PROBLEM REQUIREMENTS - Copy the records below from the line with "Q: Find one point on every instance of the rocky" to the line with "(1040, 381)", both ends included. Increase every coordinate in the answers by 23 and keep all other lines unchanged.
━━━━
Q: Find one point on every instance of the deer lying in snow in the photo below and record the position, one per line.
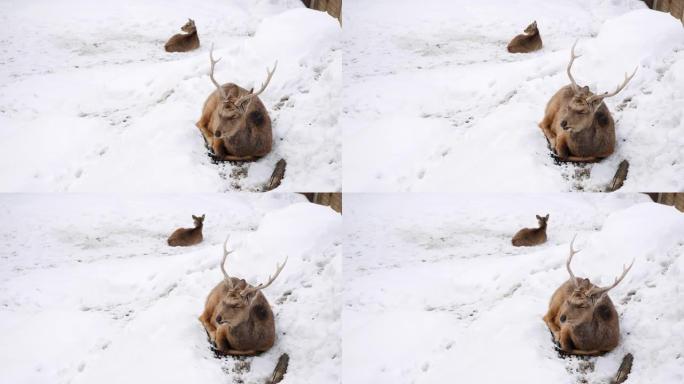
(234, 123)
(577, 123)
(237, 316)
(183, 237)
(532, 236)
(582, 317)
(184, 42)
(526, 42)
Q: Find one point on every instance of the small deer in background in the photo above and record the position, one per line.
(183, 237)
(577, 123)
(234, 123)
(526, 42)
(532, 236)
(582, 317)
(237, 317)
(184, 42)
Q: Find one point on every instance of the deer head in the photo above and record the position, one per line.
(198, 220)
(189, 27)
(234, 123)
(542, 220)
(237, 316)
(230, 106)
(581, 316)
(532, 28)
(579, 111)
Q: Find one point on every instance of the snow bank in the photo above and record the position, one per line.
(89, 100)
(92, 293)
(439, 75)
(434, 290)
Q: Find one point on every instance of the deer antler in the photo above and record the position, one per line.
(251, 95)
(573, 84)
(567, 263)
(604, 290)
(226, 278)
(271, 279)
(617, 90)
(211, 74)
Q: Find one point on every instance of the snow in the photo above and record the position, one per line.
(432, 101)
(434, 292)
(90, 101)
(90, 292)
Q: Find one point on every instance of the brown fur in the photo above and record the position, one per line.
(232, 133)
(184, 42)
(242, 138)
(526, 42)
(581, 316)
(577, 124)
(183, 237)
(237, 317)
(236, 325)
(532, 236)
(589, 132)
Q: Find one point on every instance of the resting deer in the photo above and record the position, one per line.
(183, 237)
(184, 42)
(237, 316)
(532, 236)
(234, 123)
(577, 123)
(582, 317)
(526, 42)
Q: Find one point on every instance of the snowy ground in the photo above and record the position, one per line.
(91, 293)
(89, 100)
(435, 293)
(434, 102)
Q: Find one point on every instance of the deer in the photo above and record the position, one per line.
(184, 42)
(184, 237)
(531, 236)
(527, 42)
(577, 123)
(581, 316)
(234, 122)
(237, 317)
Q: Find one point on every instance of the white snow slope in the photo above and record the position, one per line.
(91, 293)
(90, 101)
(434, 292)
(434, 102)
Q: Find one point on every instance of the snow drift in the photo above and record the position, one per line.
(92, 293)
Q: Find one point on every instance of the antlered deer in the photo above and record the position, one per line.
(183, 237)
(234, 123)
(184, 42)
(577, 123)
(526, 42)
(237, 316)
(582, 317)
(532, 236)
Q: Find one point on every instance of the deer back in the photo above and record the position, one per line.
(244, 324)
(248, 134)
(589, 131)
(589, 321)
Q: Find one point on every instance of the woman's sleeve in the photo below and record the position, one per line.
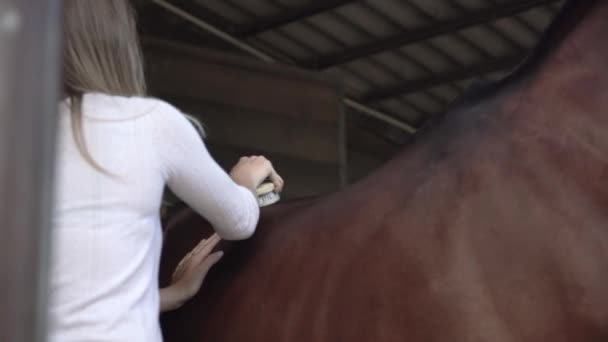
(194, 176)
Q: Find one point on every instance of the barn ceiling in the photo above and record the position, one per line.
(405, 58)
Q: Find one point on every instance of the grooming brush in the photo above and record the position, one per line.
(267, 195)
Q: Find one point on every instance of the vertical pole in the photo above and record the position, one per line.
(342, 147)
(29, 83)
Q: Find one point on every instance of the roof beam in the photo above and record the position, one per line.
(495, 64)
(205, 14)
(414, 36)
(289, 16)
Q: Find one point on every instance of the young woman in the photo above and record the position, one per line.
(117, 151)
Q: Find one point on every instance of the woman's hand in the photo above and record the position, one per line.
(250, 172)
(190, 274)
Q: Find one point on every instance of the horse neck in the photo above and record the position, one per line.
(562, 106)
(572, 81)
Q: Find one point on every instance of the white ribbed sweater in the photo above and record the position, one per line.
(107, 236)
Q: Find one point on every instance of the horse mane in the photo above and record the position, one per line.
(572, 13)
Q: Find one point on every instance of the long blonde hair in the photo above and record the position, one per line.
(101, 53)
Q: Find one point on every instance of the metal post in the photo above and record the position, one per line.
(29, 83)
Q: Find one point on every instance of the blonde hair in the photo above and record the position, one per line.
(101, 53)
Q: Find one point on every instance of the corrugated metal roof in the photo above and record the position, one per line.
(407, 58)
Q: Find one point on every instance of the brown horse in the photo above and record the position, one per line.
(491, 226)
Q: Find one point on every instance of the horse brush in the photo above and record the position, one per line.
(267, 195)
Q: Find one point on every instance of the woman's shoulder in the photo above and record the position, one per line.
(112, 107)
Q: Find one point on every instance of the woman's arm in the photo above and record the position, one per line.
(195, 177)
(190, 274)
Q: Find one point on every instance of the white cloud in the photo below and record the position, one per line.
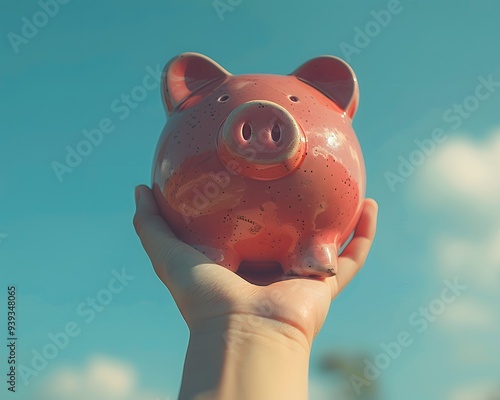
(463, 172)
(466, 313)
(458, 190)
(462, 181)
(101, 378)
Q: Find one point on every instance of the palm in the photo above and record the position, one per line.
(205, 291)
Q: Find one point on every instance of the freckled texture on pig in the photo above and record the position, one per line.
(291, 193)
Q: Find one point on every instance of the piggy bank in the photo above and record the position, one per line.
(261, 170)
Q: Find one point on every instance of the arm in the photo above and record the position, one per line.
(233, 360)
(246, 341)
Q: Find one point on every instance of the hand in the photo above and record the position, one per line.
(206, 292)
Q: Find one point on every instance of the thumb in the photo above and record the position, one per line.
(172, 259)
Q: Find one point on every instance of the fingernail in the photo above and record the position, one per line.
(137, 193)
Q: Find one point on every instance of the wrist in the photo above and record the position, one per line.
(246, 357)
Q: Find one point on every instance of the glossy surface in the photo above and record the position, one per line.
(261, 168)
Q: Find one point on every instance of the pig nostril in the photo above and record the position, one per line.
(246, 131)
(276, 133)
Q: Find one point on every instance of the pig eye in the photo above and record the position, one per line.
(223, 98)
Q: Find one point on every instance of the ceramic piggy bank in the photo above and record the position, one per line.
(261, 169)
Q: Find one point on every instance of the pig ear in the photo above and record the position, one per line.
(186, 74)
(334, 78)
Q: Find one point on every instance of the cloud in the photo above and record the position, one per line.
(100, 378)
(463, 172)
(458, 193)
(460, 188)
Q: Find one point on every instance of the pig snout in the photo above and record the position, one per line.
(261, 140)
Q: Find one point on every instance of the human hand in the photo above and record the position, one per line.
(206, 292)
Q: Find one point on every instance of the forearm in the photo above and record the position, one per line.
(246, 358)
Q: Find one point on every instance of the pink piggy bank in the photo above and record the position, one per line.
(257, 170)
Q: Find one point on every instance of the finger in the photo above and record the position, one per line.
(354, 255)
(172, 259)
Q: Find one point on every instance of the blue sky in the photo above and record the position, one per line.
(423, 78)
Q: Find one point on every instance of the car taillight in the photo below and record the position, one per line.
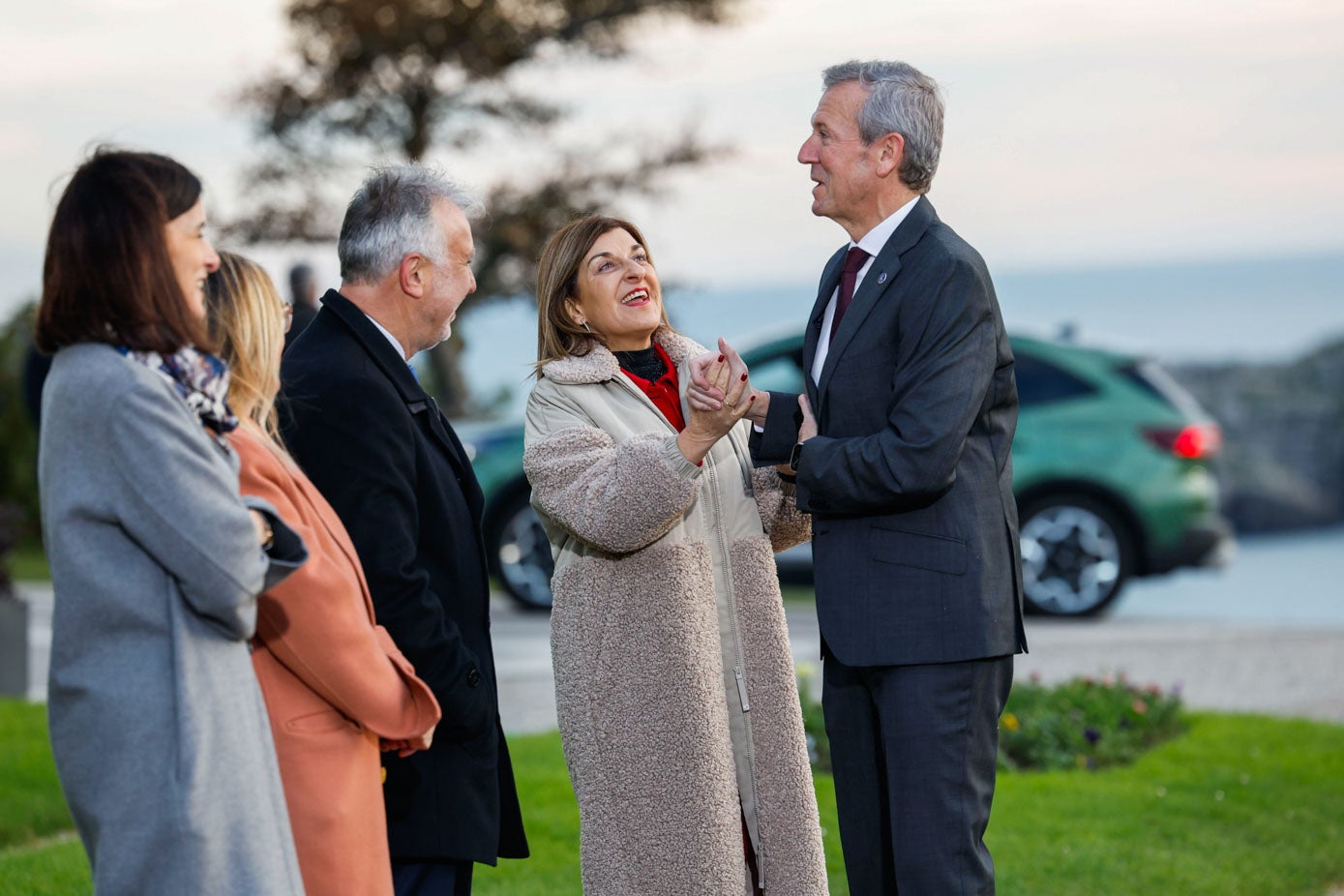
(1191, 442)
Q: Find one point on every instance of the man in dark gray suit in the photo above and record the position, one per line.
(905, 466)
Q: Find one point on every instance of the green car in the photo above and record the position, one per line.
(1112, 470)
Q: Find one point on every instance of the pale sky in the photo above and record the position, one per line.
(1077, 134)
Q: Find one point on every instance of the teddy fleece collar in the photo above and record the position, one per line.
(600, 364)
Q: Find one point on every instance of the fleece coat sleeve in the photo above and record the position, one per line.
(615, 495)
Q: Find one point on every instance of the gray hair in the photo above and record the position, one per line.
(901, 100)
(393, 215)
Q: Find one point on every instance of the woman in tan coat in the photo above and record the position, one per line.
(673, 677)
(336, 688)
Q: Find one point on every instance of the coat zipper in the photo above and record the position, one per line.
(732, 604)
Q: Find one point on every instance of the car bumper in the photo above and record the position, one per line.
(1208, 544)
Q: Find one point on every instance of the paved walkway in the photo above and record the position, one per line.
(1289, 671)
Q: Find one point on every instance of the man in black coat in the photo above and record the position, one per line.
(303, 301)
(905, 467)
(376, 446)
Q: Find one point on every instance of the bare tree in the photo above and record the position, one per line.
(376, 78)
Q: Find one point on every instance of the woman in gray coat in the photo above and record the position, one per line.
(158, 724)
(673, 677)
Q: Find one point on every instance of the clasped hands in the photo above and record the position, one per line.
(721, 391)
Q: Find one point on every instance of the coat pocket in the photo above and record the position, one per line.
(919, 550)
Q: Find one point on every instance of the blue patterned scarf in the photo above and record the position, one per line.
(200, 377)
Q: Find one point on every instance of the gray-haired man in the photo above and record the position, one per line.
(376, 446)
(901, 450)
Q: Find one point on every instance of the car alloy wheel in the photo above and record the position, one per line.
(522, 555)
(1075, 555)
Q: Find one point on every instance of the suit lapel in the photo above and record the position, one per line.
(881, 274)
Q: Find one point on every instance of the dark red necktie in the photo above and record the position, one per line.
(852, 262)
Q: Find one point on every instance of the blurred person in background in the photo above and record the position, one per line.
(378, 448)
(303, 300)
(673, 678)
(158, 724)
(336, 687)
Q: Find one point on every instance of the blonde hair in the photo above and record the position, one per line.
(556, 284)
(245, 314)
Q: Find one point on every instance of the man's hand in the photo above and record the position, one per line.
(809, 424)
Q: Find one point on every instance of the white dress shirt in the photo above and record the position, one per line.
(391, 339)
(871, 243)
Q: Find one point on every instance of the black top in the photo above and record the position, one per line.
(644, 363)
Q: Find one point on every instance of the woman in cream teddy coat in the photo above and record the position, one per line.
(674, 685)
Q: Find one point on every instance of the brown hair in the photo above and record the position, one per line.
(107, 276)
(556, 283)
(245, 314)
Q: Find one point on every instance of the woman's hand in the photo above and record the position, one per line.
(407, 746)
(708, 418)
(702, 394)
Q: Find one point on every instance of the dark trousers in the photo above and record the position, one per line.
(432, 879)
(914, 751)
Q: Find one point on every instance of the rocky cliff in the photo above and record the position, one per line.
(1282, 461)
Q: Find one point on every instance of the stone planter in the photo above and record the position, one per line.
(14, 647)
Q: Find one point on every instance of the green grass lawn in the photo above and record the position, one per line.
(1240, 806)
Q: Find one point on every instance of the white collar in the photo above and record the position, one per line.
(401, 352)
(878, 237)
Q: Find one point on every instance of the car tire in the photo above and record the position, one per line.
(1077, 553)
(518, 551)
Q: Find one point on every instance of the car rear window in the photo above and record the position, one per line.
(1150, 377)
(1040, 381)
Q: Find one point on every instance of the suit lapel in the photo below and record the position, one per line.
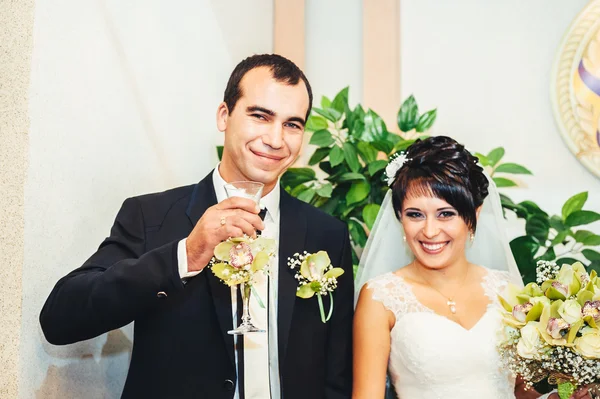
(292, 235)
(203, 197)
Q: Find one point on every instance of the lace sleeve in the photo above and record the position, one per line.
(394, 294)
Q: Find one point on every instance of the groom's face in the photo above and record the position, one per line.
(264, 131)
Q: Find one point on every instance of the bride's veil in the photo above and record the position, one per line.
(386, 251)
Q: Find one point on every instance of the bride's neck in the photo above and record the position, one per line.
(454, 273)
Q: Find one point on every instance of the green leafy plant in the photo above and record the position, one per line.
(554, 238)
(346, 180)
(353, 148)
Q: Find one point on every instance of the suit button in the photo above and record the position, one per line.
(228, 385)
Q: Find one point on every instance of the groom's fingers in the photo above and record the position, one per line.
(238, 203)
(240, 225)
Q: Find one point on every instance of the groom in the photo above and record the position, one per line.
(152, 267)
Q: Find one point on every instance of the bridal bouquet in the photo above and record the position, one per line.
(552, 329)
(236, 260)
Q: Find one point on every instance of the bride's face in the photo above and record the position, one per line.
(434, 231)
━━━━
OUTPUT -
Q: Find one point on every instance of the rocky cliff in the photo above and record the position, one per line.
(1305, 484)
Q: Find one point on every instance of the stone planter in the photo above and record the position, one per line.
(37, 670)
Q: Find one point on every instance of the green grass lawn in the photo above and record the position, one per line.
(1263, 829)
Q: Find one point on every instance of the white collar in the photo above and record the position, one per line.
(424, 375)
(901, 260)
Q: Find one point on every instance of the car tire in the photo above and record the position, one per line.
(1100, 576)
(541, 574)
Q: Find one point on every instance of the car rear window in the photo above and record the position, one per line.
(1173, 400)
(1063, 404)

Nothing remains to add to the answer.